**Stated problem**. Copy the stretch of material from the line containing "toe you can see." through the line containing "[56,0,350,232]", swapping "scaly skin" for "rough skin" and changing nothing else. Give only those lines.

**Extracted records**.
= = = =

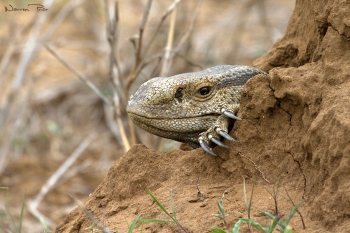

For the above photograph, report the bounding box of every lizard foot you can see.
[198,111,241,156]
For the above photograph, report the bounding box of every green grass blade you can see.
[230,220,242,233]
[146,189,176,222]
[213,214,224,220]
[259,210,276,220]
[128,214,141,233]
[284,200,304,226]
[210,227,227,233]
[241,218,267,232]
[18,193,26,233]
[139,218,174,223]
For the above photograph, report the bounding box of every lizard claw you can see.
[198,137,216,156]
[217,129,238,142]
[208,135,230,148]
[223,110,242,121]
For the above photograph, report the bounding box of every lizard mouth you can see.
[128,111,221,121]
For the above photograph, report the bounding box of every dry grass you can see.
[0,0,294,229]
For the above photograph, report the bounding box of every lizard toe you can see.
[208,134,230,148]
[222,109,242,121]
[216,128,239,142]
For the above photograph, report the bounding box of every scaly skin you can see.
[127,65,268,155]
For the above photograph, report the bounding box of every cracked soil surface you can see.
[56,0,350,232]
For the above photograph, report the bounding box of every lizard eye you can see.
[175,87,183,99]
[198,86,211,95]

= = = =

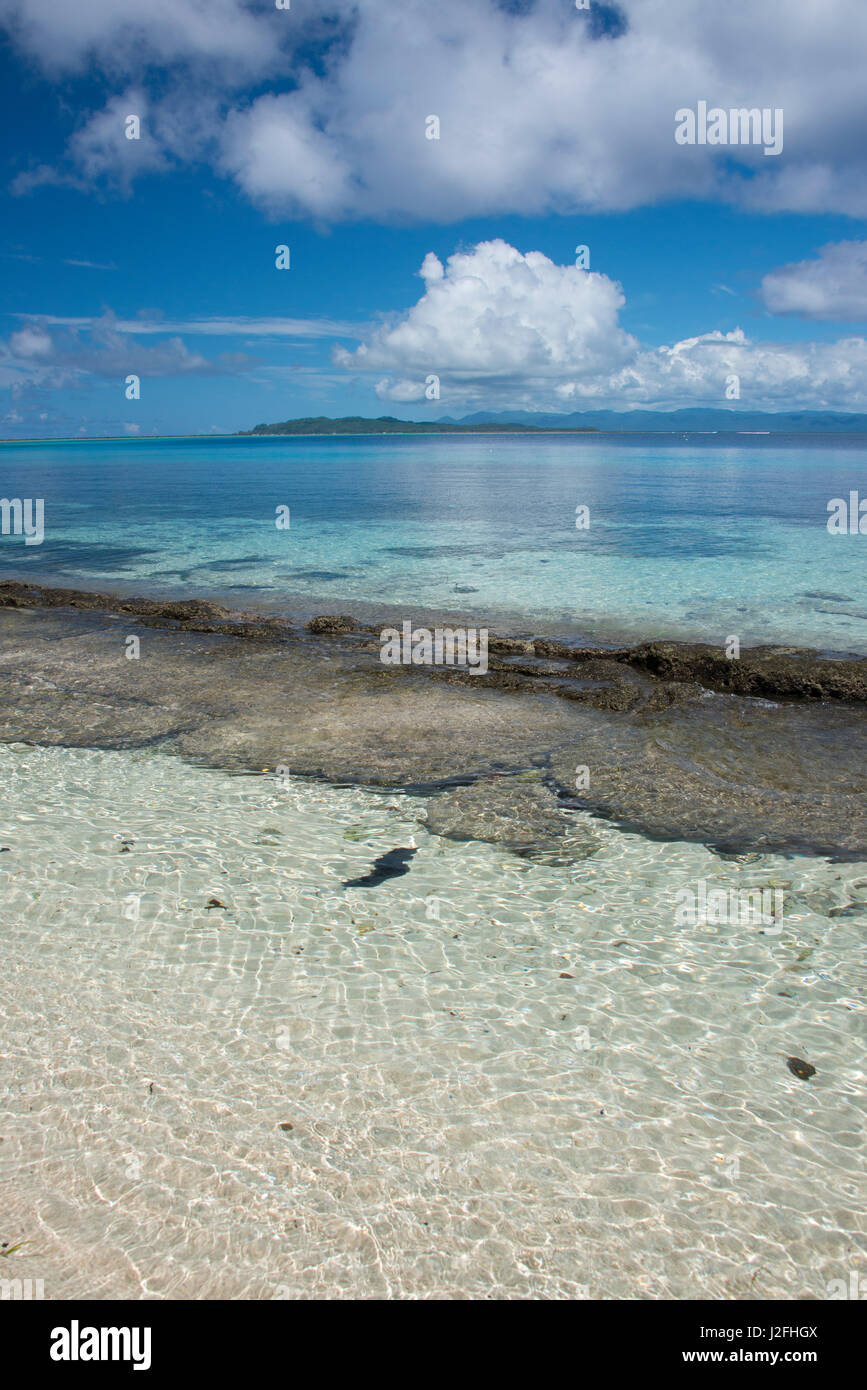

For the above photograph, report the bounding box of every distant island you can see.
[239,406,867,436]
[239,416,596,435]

= = = =

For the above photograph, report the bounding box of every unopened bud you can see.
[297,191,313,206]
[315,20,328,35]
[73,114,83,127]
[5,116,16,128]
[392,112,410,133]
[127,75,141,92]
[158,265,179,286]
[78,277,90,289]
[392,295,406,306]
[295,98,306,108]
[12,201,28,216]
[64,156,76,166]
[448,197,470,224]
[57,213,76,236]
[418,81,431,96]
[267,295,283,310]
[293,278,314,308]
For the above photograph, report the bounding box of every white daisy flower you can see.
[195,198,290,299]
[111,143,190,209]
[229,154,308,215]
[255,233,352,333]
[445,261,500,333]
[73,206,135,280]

= = = =

**Exercise answer**.
For the above photograph, report the bounding box of every lizard toe you can see.
[208,134,230,148]
[222,109,242,121]
[216,128,239,142]
For the above photograph, report the bounding box of every rough skin you can see.
[127,65,268,155]
For the above photograph, report the bounding box of every cracked soil surface you can see.
[56,0,350,232]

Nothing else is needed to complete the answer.